Referring expression data:

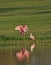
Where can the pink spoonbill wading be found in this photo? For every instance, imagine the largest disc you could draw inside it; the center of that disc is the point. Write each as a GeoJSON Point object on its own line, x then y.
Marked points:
{"type": "Point", "coordinates": [22, 29]}
{"type": "Point", "coordinates": [32, 37]}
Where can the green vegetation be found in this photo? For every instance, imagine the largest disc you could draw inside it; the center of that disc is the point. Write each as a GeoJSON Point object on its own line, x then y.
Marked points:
{"type": "Point", "coordinates": [35, 13]}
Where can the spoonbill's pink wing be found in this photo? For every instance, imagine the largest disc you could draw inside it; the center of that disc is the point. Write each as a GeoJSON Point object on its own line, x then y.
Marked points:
{"type": "Point", "coordinates": [25, 28]}
{"type": "Point", "coordinates": [18, 27]}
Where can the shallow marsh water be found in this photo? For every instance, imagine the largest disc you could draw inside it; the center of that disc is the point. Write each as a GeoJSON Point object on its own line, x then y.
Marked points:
{"type": "Point", "coordinates": [39, 57]}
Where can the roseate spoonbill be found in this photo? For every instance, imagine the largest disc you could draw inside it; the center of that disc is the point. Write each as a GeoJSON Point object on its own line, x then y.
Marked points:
{"type": "Point", "coordinates": [23, 54]}
{"type": "Point", "coordinates": [32, 37]}
{"type": "Point", "coordinates": [22, 29]}
{"type": "Point", "coordinates": [32, 47]}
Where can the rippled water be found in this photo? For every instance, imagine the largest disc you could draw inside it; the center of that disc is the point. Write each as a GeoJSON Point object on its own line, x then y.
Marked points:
{"type": "Point", "coordinates": [39, 57]}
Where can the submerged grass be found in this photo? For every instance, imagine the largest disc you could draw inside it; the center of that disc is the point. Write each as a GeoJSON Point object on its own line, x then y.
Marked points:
{"type": "Point", "coordinates": [36, 14]}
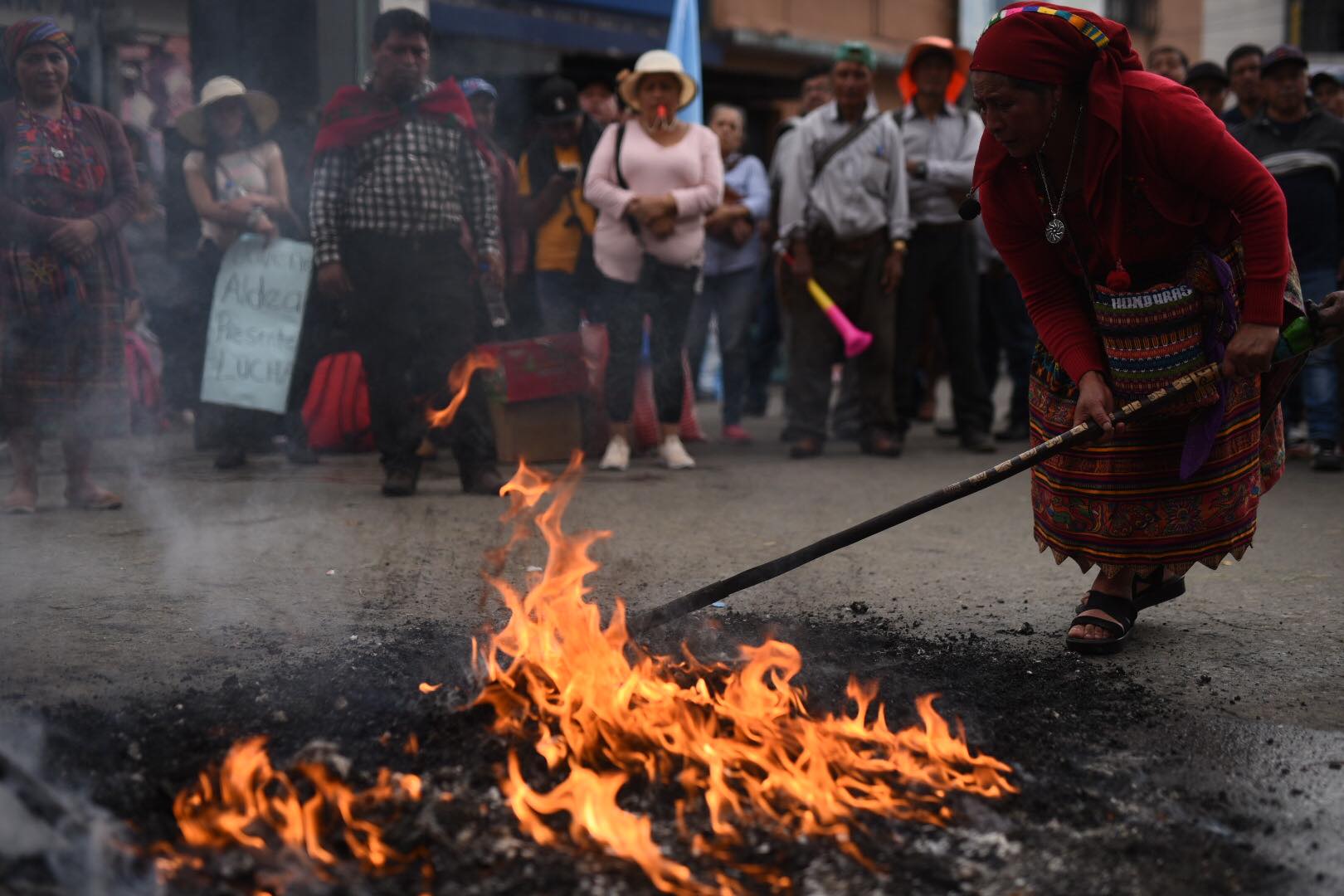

▶ WORK INSTRUCTIONS:
Each line above where the word "water" occurs should be copied out.

▶ RESULT FOR THIS TASK:
Where can the shallow marsh water be found in this photo? For every instance, imagine the largest disc you could draw inside it; the center of that disc is the point. Write each as a GeoJSON Point object on its own line, x then y.
Where can the rippled water be found in this photo? For every instance, imagine the largest disc you could draw inside it; the center of that disc is the point. Write each as a GeoJSON Point object on its own line, x then y.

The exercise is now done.